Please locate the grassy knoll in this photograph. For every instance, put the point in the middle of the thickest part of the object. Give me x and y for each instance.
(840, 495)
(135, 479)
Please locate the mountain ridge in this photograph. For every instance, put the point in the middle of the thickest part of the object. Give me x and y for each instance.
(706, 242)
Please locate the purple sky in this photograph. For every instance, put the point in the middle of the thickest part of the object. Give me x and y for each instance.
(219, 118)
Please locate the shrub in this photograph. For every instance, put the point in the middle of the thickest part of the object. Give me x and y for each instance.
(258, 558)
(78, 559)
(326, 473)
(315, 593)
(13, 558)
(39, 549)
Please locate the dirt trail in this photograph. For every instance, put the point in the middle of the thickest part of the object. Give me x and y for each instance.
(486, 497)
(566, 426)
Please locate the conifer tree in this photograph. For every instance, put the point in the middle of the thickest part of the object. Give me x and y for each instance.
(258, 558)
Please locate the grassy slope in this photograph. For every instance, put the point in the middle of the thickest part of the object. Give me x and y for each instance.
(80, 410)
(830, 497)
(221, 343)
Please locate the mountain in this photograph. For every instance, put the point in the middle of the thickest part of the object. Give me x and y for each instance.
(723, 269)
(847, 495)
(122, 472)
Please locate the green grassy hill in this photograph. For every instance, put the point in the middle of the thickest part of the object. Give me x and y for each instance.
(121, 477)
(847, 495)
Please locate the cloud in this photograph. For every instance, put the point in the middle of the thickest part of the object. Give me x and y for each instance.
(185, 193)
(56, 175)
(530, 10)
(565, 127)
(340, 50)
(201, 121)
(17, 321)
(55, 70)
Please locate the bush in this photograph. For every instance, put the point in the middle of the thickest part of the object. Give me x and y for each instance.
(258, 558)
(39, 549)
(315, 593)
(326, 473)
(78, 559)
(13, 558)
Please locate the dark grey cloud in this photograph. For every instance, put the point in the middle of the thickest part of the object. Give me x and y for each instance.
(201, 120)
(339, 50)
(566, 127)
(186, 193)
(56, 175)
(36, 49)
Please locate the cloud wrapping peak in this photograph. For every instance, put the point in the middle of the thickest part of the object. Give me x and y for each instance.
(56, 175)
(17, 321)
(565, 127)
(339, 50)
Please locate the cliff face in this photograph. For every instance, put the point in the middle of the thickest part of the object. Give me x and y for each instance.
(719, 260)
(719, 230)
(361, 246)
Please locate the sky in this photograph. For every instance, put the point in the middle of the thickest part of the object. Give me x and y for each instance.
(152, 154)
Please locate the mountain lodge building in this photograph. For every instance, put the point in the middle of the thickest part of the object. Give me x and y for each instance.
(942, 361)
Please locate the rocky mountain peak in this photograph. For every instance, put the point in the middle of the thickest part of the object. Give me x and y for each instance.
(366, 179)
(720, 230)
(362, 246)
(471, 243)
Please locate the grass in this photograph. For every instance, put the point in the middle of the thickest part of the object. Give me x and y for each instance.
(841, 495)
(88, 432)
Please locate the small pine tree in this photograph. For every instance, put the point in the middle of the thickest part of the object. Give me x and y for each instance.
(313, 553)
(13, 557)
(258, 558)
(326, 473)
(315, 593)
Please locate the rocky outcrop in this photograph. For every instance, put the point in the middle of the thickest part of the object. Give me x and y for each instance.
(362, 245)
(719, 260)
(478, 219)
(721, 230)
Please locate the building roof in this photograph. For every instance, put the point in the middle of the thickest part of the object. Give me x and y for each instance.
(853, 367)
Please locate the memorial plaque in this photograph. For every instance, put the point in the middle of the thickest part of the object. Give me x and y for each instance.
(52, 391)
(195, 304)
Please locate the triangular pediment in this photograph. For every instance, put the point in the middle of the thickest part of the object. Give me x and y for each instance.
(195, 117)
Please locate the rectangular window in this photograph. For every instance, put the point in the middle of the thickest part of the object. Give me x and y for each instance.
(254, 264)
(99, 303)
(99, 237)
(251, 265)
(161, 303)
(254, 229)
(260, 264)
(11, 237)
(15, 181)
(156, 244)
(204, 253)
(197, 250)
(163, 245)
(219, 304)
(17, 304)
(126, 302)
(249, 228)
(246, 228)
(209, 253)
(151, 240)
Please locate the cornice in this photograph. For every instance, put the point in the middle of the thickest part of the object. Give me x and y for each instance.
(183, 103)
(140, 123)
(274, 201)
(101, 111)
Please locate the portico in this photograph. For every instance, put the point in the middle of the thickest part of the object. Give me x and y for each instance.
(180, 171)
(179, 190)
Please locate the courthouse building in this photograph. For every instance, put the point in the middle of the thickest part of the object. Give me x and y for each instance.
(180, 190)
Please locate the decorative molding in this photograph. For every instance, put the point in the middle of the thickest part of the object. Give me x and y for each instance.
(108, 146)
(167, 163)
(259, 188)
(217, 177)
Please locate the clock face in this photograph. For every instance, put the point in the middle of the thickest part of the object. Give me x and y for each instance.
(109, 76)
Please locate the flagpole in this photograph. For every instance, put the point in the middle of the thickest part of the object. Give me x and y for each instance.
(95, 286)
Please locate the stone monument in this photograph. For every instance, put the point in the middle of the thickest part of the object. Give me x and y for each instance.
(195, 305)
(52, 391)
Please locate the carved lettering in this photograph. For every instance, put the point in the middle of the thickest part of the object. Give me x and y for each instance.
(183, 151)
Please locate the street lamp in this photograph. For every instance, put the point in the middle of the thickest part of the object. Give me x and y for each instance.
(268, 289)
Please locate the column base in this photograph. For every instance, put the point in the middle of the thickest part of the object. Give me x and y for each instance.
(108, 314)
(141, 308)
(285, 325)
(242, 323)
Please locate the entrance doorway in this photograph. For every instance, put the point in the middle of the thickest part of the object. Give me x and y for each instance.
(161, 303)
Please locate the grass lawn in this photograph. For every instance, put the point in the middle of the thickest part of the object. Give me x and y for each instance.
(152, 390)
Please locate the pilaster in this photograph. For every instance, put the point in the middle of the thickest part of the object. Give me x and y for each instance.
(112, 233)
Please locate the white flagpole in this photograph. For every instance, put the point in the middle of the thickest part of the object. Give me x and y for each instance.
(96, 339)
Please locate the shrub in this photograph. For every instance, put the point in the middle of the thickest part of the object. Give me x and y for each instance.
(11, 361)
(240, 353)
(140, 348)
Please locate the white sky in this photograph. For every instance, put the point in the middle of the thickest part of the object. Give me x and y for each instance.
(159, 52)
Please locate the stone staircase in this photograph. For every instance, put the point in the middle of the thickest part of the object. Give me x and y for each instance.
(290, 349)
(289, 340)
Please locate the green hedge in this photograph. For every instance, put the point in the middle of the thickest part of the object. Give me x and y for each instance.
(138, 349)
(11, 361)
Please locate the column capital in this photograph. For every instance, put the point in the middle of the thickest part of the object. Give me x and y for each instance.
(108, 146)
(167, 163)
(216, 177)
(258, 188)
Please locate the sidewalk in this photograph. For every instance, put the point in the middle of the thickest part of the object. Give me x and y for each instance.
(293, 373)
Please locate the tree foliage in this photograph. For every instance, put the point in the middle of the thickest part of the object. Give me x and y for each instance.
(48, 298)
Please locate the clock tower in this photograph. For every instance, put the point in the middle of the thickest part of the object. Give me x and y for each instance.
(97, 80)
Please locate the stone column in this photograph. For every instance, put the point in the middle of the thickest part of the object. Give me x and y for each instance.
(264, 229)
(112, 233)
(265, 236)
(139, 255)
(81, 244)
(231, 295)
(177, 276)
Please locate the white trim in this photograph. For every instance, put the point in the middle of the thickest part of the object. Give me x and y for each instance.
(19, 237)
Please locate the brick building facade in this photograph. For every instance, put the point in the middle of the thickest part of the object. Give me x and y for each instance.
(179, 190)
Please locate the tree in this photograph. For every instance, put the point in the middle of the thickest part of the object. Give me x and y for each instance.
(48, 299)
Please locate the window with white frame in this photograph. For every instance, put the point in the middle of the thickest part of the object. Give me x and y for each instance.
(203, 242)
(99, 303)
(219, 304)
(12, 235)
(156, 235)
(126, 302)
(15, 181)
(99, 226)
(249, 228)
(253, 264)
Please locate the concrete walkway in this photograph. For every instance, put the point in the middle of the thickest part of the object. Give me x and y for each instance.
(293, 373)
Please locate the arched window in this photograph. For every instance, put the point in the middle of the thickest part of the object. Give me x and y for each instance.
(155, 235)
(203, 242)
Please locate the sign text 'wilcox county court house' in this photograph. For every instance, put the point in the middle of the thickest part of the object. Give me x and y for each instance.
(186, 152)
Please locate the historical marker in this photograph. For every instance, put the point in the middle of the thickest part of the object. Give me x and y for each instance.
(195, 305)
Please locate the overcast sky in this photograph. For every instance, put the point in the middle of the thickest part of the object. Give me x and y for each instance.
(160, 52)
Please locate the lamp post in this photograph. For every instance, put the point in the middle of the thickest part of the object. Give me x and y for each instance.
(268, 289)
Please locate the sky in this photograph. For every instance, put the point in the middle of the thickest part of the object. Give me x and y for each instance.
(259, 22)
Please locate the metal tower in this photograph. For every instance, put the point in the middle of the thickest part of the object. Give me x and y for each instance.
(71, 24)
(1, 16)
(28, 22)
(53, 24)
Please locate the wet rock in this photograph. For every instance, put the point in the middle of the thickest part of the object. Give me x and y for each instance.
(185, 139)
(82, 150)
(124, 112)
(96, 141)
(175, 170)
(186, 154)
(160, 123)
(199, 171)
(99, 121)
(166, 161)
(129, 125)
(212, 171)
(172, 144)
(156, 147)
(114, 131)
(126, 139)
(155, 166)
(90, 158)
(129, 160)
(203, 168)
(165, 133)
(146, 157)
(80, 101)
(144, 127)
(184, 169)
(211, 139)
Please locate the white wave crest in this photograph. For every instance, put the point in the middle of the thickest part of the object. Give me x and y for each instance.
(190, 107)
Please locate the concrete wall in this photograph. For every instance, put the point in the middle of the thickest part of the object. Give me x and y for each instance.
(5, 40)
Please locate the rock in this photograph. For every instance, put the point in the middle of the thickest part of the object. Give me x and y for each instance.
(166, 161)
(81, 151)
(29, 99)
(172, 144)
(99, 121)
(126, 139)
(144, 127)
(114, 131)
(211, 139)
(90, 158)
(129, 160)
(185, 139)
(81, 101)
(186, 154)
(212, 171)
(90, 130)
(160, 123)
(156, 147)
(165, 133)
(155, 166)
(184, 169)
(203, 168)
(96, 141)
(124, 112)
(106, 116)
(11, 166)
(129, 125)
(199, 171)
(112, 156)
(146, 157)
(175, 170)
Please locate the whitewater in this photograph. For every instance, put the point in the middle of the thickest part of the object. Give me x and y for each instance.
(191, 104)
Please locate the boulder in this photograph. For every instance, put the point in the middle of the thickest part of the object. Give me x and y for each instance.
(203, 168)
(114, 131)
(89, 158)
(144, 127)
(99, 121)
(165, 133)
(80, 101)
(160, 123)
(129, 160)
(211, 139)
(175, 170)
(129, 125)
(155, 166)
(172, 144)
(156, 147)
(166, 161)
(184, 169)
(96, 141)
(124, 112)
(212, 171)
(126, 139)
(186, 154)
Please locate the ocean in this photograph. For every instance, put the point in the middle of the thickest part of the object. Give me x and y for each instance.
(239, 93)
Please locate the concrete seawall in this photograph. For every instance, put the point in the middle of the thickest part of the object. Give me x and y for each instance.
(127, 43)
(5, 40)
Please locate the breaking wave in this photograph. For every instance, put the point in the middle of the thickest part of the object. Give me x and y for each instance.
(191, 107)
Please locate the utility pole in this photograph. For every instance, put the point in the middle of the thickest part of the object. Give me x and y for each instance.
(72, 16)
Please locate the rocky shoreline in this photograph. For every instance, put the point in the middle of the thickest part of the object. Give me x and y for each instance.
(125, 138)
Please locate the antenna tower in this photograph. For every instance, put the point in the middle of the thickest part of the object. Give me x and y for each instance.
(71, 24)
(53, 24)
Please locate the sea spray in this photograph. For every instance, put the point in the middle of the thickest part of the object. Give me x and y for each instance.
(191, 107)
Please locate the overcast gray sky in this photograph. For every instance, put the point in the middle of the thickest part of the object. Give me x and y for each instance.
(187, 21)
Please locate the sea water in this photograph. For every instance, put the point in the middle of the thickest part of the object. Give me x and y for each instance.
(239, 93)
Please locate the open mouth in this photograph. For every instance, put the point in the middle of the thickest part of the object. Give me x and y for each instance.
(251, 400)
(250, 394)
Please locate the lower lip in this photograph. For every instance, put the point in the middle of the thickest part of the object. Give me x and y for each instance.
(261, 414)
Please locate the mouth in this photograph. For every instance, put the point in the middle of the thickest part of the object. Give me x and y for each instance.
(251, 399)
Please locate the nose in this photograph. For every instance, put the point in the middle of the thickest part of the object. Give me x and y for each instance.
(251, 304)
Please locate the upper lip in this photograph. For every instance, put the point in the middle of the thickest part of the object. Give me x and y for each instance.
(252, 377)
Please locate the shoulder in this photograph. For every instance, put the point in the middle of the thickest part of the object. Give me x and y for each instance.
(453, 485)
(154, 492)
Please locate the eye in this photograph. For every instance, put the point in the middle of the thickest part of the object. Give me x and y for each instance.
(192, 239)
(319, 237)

******************************

Give back exactly the lines beginning at the one with "Please locate the sea spray" and ending at the final line of the material; both boundary lines belong in it.

## RESPONSE FOR THIS EXERCISE
Please locate the sea spray in this photograph. For every instance, put the point in the middle of the thickest part of the object. Give me x and y for each instance.
(191, 107)
Please locate the overcast gray sky in this photograph. For every instance, put the point in the middle of the thickest part of the object. Give me x and y for each instance.
(187, 21)
Please locate the sea water in this photograph. For every instance, put the point in the middle of the thickest part of the object. Give me x and y for each instance.
(239, 93)
Please locate the open mouth in this photograph. For every instance, put the point in the middle of the thickest part of the object. Give me x and y for each instance.
(251, 400)
(250, 394)
Please locate the lower lip in this photograph. For every instance, put the point in the middle of the thickest part of the object. Give me x and y for each instance.
(261, 414)
Please locate the mouth in this photograph. For every instance, put the point in the middle of the thickest part of the object. Give me x and y for each instance.
(251, 399)
Please locate the nose in this photograph. For every instance, put the point in the middle of the thickest part of the object. Give me x and y for each instance.
(251, 304)
Please locate the upper lip in this photograph. For every instance, put the point in the middle of the thickest part of the object. Give me x and y for each instance.
(252, 377)
Please locate the shoulder in this photograph. For every instance, put the point in the middle of the thickest part of the object. Give me x and y for each instance.
(453, 485)
(154, 492)
Please locate the eye in this photograph. For every instance, put the point in the middle of the thickest part of the object. Give me x and y for each instance.
(192, 239)
(319, 237)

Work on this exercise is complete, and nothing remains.